# RECORDS
------------------------------------------------------------
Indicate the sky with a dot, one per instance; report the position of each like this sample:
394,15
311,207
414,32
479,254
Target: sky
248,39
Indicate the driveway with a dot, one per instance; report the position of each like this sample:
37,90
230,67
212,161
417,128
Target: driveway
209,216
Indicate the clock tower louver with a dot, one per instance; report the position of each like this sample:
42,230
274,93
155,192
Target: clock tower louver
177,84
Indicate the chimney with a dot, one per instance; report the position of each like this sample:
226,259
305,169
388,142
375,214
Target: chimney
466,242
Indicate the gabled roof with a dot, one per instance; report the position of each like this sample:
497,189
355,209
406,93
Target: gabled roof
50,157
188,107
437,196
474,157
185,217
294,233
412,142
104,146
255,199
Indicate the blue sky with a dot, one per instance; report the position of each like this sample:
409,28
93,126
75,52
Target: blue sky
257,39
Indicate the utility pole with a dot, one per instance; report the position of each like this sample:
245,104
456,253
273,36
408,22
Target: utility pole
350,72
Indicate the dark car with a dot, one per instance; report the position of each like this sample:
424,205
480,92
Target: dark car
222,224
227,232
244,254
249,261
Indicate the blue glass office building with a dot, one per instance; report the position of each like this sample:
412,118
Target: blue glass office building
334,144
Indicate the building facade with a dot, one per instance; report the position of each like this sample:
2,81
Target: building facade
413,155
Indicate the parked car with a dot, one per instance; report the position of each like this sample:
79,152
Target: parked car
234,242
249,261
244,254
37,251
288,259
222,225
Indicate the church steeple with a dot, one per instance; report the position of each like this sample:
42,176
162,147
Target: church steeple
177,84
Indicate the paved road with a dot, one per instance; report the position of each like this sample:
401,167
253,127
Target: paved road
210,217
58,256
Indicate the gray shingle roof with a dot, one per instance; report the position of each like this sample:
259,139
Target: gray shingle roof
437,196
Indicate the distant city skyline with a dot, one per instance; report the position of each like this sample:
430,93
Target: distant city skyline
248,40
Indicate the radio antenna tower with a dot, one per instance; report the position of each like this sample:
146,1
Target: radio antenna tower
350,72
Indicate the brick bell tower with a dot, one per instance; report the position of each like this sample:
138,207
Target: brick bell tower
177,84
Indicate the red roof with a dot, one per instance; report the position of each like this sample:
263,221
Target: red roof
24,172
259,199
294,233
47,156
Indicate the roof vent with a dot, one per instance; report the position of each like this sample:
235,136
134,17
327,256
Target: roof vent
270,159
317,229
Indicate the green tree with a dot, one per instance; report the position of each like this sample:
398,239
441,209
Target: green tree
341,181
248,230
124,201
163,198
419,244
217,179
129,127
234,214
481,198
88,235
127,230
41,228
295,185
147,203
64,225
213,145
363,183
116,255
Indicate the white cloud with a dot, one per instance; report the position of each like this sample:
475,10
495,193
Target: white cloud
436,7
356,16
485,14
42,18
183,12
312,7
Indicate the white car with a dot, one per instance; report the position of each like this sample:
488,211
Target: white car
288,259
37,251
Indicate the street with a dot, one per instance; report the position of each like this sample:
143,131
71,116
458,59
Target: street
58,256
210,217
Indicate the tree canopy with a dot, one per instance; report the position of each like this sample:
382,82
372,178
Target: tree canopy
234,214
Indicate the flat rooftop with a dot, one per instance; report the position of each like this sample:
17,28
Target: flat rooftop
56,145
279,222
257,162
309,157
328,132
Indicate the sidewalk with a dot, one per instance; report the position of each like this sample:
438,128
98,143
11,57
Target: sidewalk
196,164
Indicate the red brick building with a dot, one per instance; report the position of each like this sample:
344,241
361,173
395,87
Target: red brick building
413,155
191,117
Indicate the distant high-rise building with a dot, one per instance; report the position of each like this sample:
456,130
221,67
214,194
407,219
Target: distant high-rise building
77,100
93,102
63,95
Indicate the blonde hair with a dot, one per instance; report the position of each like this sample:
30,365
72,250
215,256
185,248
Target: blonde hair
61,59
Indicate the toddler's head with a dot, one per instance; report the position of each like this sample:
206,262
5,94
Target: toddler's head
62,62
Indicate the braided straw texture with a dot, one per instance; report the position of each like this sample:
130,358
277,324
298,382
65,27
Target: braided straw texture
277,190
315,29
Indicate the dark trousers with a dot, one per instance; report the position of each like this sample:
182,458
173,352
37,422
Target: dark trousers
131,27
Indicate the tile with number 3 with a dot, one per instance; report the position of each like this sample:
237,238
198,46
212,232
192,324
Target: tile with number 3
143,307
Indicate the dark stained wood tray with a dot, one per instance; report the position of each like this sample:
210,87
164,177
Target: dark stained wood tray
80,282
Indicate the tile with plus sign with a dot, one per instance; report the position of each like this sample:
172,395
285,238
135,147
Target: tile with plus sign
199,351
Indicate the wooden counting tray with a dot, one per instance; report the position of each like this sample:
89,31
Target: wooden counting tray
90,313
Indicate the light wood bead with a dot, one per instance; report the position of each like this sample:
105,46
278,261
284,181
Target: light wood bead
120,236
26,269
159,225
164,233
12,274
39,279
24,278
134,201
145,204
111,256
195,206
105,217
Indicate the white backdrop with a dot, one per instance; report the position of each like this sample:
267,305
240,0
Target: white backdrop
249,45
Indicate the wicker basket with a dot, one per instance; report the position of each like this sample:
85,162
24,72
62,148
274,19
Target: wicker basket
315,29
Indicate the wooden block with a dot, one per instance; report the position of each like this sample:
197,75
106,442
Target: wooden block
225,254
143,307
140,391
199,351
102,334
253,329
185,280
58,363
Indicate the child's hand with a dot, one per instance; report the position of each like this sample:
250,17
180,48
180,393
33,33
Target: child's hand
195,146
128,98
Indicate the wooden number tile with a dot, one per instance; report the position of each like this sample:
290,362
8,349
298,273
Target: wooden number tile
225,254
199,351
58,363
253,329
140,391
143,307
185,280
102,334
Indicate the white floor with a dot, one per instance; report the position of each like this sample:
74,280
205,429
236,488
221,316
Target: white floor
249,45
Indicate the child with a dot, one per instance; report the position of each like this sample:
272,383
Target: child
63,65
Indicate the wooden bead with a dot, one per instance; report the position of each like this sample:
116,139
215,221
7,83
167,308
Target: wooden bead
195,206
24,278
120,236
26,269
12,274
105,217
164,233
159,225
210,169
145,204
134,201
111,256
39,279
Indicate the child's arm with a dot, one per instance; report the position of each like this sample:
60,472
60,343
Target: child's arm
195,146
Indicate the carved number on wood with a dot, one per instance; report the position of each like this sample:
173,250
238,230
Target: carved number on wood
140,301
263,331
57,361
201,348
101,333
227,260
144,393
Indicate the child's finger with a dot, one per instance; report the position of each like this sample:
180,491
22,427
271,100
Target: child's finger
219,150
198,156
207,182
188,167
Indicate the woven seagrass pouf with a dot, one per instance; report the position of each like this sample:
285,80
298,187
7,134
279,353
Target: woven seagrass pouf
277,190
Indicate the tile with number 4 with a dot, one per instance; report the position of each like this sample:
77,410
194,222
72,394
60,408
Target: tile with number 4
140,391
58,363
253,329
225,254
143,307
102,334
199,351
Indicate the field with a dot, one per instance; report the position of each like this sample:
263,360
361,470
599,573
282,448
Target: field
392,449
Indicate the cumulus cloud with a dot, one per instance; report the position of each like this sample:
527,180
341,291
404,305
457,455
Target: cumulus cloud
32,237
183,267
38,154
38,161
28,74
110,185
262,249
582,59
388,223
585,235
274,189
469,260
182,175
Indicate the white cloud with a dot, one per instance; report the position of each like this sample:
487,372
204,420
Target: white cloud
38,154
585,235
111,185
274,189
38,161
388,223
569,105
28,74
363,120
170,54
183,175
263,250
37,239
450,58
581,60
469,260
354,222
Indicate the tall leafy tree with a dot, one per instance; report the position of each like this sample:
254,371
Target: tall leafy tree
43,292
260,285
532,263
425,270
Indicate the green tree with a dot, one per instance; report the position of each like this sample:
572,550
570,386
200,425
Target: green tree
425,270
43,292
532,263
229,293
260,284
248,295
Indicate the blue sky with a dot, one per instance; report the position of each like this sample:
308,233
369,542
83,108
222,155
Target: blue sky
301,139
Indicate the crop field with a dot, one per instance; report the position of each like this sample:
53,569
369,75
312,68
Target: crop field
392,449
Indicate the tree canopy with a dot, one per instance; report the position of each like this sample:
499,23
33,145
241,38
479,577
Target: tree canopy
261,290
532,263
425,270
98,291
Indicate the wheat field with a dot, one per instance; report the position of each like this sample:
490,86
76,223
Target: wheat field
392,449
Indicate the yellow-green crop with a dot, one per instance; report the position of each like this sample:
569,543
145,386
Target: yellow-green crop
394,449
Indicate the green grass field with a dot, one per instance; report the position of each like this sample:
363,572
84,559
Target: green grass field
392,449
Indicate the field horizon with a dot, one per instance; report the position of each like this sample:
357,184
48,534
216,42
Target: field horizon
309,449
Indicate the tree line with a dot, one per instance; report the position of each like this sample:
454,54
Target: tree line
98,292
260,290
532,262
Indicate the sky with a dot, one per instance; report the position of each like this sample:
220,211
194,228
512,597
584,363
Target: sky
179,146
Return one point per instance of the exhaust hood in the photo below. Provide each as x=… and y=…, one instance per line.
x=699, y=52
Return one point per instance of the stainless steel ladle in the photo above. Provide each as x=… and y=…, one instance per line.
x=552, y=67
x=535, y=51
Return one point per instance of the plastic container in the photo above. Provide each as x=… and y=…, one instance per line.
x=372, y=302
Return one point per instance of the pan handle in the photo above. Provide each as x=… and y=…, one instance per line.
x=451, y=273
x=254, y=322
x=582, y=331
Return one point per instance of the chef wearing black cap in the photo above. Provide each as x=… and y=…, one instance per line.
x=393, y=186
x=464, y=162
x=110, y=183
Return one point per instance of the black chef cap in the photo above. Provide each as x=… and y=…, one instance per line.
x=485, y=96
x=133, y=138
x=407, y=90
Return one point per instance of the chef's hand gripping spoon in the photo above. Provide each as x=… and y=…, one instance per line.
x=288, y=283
------------------------------------------------------------
# GOAL
Please return, unchanged, the lines of the material between the line containing "Indicate the tree line" and the line containing "x=407, y=90", inclusive.

# ANSWER TO THIS TASK
Indicate the tree line with a dot, one per instance; report the position of each like this sample:
454,54
Target: tree line
98,292
260,290
532,262
Indicate the sky with a dot, one per instance; report the position of each like this sample:
220,211
194,228
512,597
584,363
Target: sky
179,146
Return one point per instance of the exhaust hood in the photo below. Provide each as x=… and y=…, one instance per line.
x=699, y=52
Return one point per instance of the stainless steel ladle in the photo above. Provide each as x=… and y=…, one instance per line.
x=552, y=67
x=535, y=51
Return one point per instance of the plastic container in the photo above. Provide each as x=… and y=…, one instance per line.
x=372, y=302
Return one point per instance of the pan handle in the photo above. Provide each as x=… and y=…, one instance per line.
x=451, y=273
x=254, y=322
x=582, y=331
Return one point per instance of the chef wearing black cap in the photo above. Provide each as x=… and y=…, one instance per line.
x=393, y=186
x=464, y=162
x=110, y=183
Return one point per instance of the black chef cap in the photo above. Provide each as x=… and y=…, one instance per line.
x=485, y=96
x=133, y=138
x=407, y=90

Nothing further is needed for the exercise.